Render the listing below as a numbered list, leaving out blank lines and the pictures.

Entries from an annotation dataset
----------------------------------------

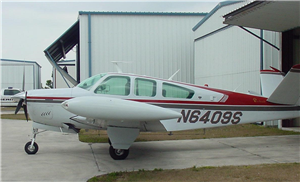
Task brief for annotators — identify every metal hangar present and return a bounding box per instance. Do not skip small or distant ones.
[0,59,41,90]
[44,11,206,86]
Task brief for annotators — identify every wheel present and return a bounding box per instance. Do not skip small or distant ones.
[24,142,39,155]
[109,146,129,160]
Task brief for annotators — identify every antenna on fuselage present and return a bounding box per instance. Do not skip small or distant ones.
[112,61,131,73]
[168,69,180,80]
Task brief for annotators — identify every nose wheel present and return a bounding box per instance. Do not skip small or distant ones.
[24,142,39,155]
[24,128,39,155]
[109,146,129,160]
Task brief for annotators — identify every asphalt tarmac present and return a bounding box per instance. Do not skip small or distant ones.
[0,119,300,181]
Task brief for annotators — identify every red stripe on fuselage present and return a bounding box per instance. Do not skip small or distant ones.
[27,96,73,100]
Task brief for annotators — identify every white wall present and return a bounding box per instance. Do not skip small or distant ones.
[79,15,203,83]
[0,60,41,90]
[195,27,260,93]
[53,62,76,88]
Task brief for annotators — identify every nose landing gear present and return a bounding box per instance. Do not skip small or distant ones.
[24,128,39,155]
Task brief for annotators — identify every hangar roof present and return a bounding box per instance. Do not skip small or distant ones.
[223,0,300,32]
[193,0,245,31]
[0,59,42,68]
[79,11,207,16]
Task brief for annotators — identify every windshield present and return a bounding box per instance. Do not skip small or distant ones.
[77,74,106,90]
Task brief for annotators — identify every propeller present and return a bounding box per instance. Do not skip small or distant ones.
[15,92,28,122]
[15,65,28,122]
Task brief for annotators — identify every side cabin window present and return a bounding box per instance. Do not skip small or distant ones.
[162,83,195,99]
[3,90,20,95]
[134,78,156,97]
[94,76,130,96]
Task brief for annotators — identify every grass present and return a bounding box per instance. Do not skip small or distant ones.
[88,163,300,182]
[0,114,30,120]
[0,107,16,111]
[79,124,300,143]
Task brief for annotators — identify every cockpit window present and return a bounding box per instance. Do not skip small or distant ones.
[134,78,156,97]
[94,76,130,96]
[3,89,20,95]
[162,83,195,99]
[77,74,106,90]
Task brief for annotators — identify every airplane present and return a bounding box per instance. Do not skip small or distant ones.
[14,64,300,160]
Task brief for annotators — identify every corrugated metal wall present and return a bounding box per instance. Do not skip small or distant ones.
[195,27,260,93]
[79,14,203,83]
[194,1,281,93]
[0,60,41,90]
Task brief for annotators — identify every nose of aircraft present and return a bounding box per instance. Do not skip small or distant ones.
[11,92,25,102]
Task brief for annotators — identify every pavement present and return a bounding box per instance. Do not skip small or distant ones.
[0,119,300,181]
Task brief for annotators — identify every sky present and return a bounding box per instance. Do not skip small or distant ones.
[0,0,223,86]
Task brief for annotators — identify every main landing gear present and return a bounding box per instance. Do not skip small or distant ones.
[24,128,39,155]
[108,139,129,160]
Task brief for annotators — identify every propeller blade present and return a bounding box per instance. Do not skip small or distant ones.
[22,64,25,91]
[23,92,28,122]
[15,99,24,114]
[23,105,28,122]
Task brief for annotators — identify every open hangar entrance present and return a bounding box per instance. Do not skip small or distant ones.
[223,0,300,127]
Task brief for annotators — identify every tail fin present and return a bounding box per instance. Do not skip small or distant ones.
[267,64,300,105]
[260,67,285,97]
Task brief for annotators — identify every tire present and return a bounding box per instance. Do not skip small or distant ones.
[109,146,129,160]
[24,142,39,155]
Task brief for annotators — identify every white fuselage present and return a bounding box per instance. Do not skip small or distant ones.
[27,74,300,132]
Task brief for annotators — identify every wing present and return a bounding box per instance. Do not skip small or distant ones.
[62,96,181,122]
[62,96,181,150]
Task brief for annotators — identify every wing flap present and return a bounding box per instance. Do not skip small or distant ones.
[267,64,300,105]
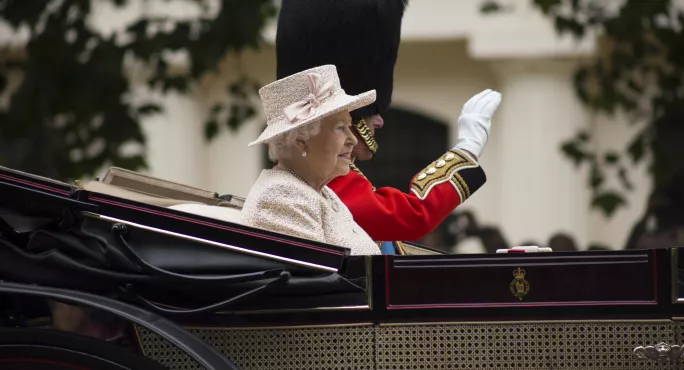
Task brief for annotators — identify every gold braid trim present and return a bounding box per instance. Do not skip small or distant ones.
[354,118,378,153]
[411,149,479,202]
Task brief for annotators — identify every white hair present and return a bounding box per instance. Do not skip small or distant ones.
[268,120,321,163]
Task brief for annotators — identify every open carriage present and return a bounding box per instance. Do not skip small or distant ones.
[0,169,684,370]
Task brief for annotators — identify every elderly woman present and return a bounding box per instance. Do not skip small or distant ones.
[242,65,380,255]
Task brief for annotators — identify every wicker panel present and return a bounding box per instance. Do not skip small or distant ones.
[137,326,375,370]
[377,323,674,370]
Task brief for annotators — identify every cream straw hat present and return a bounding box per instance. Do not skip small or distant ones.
[249,65,375,146]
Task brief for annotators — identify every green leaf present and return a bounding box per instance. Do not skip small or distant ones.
[589,164,605,189]
[210,103,223,116]
[627,133,646,164]
[561,139,589,166]
[138,104,162,115]
[603,151,620,165]
[480,0,503,14]
[591,191,627,218]
[618,167,634,191]
[204,120,219,142]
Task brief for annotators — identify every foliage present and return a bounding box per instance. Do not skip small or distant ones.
[482,0,684,216]
[0,0,275,180]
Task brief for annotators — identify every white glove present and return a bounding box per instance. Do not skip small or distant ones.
[454,89,501,158]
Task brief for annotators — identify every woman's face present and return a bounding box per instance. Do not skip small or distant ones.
[305,111,358,181]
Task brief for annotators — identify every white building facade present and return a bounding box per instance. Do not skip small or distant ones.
[0,0,650,248]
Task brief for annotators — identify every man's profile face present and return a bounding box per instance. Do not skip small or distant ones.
[352,114,385,161]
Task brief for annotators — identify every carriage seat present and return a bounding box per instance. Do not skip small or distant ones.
[167,203,241,224]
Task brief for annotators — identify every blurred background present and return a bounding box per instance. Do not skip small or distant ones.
[0,0,684,253]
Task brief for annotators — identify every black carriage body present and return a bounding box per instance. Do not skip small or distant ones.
[0,171,684,370]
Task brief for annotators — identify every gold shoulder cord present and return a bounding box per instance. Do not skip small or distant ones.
[354,118,378,153]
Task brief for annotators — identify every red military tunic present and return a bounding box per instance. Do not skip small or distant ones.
[328,149,486,241]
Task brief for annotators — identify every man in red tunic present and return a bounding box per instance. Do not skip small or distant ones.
[276,0,501,251]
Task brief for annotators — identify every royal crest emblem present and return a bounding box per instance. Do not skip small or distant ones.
[510,267,530,301]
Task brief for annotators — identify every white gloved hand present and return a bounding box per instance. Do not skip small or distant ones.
[454,89,501,158]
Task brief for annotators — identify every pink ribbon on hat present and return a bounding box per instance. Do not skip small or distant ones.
[283,73,333,123]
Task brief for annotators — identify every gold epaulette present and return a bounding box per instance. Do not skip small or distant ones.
[411,149,485,202]
[349,163,375,191]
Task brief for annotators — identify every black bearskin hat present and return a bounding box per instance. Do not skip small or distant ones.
[276,0,408,120]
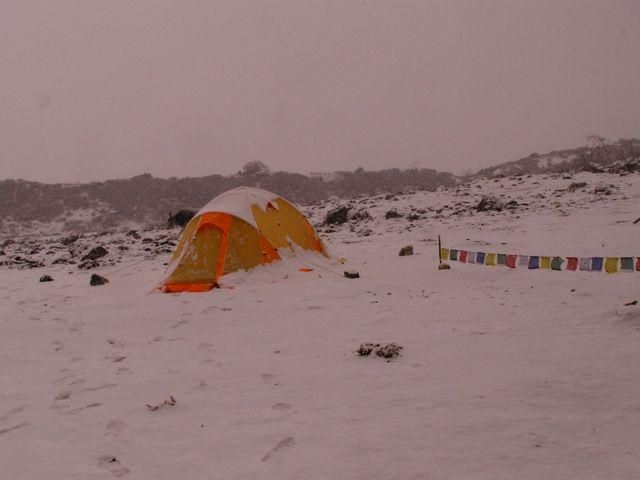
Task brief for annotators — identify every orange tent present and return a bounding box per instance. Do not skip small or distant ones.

----------------------------------------

● **Answer to this task**
1. Task brief for annotators — identify every metal hangar present and return a bounding box per instance. Do not skip small or distant ones.
2. [0,59,41,90]
3. [44,11,206,86]
4. Task brief for annotators — identify every wheel present and return a bounding box per instance. Do not skip small or distant ones.
5. [24,142,39,155]
6. [109,146,129,160]
7. Task brief for annotators — identify every antenna on fuselage present and return a bounding box per instance. Do not skip small or distant ones.
8. [112,61,131,73]
9. [168,69,180,80]
10. Task brief for annotators — identify every nose wheel present and return a bounding box per instance. Do not skip small or distant ones.
11. [24,142,39,155]
12. [24,128,39,155]
13. [109,146,129,160]
14. Task brief for annotators — identify every asphalt tarmac present and return a bounding box per instance. Do not skip small or distant ones.
15. [0,119,300,181]
16. Task brief for annotators — identify every red stripe on fuselage present and return a bounding box per instance. Do not skip small or distant ones.
17. [27,96,73,100]
18. Task brief for annotators — identify every white wall present and return a bounding box per instance. Do not skip small or distant ones.
19. [79,15,203,83]
20. [0,60,41,90]
21. [195,27,260,93]
22. [53,62,76,88]
23. Task brief for annotators — identify every nose landing gear present and return a bounding box per instance. Do not skip small or distant ones.
24. [24,128,39,155]
25. Task brief for annotators — identify every hangar roof present and return a bounding box per instance. Do not skip small or distant ones.
26. [223,0,300,32]
27. [193,0,245,31]
28. [0,59,42,68]
29. [79,11,207,16]
30. Task brief for annotators — identify every windshield present and return a bounding box per instance. Do not skip small or distant ones.
31. [77,74,106,90]
32. Task brief for annotators — identify every propeller present and return a bounding box per instance. Do not skip small or distant ones.
33. [15,92,28,122]
34. [15,65,28,122]
35. Task brief for annotators — identify every side cabin window present and return a bounding box per instance. Do not skip small or distant ones.
36. [162,83,195,99]
37. [3,90,20,95]
38. [134,78,156,97]
39. [94,76,130,96]
40. Task brief for annotators — identify every grass present and return a bounding box per instance. Do not skip small or distant ones.
41. [88,163,300,182]
42. [0,114,30,120]
43. [0,107,16,111]
44. [79,124,300,143]
45. Task brief for annotators — identify every cockpit window present and return a bounding box per instance. Do not skip small or distant ones.
46. [134,78,156,97]
47. [94,76,130,96]
48. [3,89,20,95]
49. [162,83,195,99]
50. [77,74,106,90]
51. Task brief for annotators — identify every airplane present and return a bounding box per instance. Do not skip small or distant ones.
52. [14,64,300,160]
53. Task brief for annotators — identify every corrugated metal wall present and return a bounding box per instance. Do not skip small or distant ones.
54. [195,27,260,93]
55. [79,14,203,83]
56. [194,1,281,93]
57. [0,60,41,90]
58. Task brief for annotators — identify every nose of aircraft present and return a bounding box per instance. Do not skip small or distant ones.
59. [11,92,25,102]
60. Task brief for annotators — identify every pavement present and return a bounding box per instance. Do not skip small or distant ones.
61. [0,119,300,181]
62. Task brief for annotators — identify every sky present and return a bounding box per instance. Do not skip small or distant ones.
63. [0,0,223,86]
64. Task brief for annotators — identify every main landing gear present and return a bounding box per instance. Do not skip small or distant ones.
65. [24,128,39,155]
66. [108,139,129,160]
67. Task brief for annotators — identify every propeller blade present and return a bounding box per instance. Do not skip small or distant ones.
68. [22,64,25,91]
69. [23,92,28,122]
70. [15,99,24,114]
71. [23,105,28,122]
72. Task brief for annotators — identify every open hangar entrance present and return a bounding box per instance. Do not skip small or distant ones.
73. [223,0,300,127]
74. Task brief for annotators — identify every tail fin present and return a bounding box per instance. Do not skip small or distant ones.
75. [267,64,300,105]
76. [260,67,285,97]
77. Task brief for annotators — identify every tire present and return a bounding box per instance. Do not skip small or distant ones.
78. [109,146,129,160]
79. [24,142,39,155]
80. Task brief for annotators — identify every white fuselage present and return a bounding box per instance. Do not skip small or distant ones.
81. [27,74,300,132]
82. Task brief for annotators — identify every wing present and return a bounding box per instance. Do not skip small or distant ones.
83. [62,96,181,122]
84. [62,96,181,150]
85. Task brief for annotators — identify every wing flap present and return a bounding box per instance. Do not skip small or distant ones.
86. [267,64,300,105]
87. Task brief for annotators — identify every gold braid trim present and return a bounding box per instance. Do not skip small or distant ones.
88. [354,118,378,153]
89. [411,149,479,202]
90. Task brief for annotators — identify every white hair present and return a bounding box per instance. Do not skip small or distant ones.
91. [268,120,321,163]
92. Task brief for annotators — identify every open carriage present and return a bounding box per instance. Do not skip small or distant ones.
93. [0,169,684,370]
94. Task brief for annotators — identify every elderly woman present and return a bounding box per instance. Do not skip small or distant ones.
95. [242,65,380,255]
96. Task brief for annotators — identify every wicker panel present and return a bounding box per instance. Do not skip small or distant ones.
97. [137,326,375,370]
98. [377,323,674,370]
99. Task brief for annotators — identify every cream straw hat present and return a bounding box per instance. Do not skip small or distant ones.
100. [249,65,375,146]
101. Task brief for annotators — identify every green leaf present and return a bounding box per instance. Do not skip small or distant ones.
102. [589,164,605,189]
103. [210,103,223,116]
104. [627,133,646,164]
105. [561,139,589,166]
106. [138,104,162,115]
107. [603,151,620,165]
108. [480,0,503,14]
109. [591,191,627,218]
110. [618,167,634,191]
111. [204,120,219,142]
112. Task brief for annotators — identify every foliage present and return a bounding box per instance. Do not skip small or distant ones.
113. [482,0,684,216]
114. [0,0,275,180]
115. Task brief for annotators — identify every white glove present and return a bounding box per instance. Do not skip small or distant ones.
116. [454,89,501,158]
117. Task brief for annotators — identify every woman's face present and return a bounding box per instance. Do not skip small or distant ones.
118. [305,111,358,181]
119. Task brief for annotators — identify every white building facade present and return a bounding box per instance. Do not skip small or distant ones.
120. [0,0,650,248]
121. Task brief for annotators — identify every man's profile face present and return a bounding box per instance. Do not skip small or distant ones.
122. [352,114,385,161]
123. Task brief for annotators — identify every carriage seat present and return a bounding box per instance. Do not skip small or distant ones.
124. [167,203,241,224]
125. Task brief for annotators — identify every blurred background present and return a bounding box per instance. Do not skip small or distant ones.
126. [0,0,684,253]
127. Task brief for annotators — identify every black carriage body present and return a bounding box per instance. Do not skip small or distant ones.
128. [0,171,684,370]
129. Task brief for annotators — identify every gold shoulder cord present and return a bounding box per instance. Do not skip small or distant ones.
130. [354,118,378,153]
131. Task brief for annotators — identify every red military tunic present and return a bounding box per instance. Do not skip small or distant ones.
132. [328,149,486,241]
133. Task brief for annotators — identify every man in red tunic present and return a bounding box per instance. Do not skip small or distant ones.
134. [276,0,501,251]
135. Task brief for annotators — identify every royal crest emblem present and return a bounding box per instance. Do not skip small or distant ones.
136. [510,267,530,301]
137. Task brief for annotators — identify every white gloved hand present and return a bounding box per instance. Do not skip small or distant ones.
138. [454,89,501,158]
139. Task brief for annotators — identify every pink ribbon on hat present and return a bounding box per instance. Do not skip small or distant ones.
140. [283,73,333,123]
141. Task brief for annotators — identify every gold epaulette present and return a bounding box per instance. Do not skip small or distant ones.
142. [411,149,485,202]
143. [349,163,375,191]
144. Task brief for annotators — identify every black bearskin hat present and return a bounding box per instance. Do not skip small or distant ones.
145. [276,0,408,120]
146. Task brief for annotators — identify every orange tent present and return a bounding box per instance. Do not skip small or distant ones.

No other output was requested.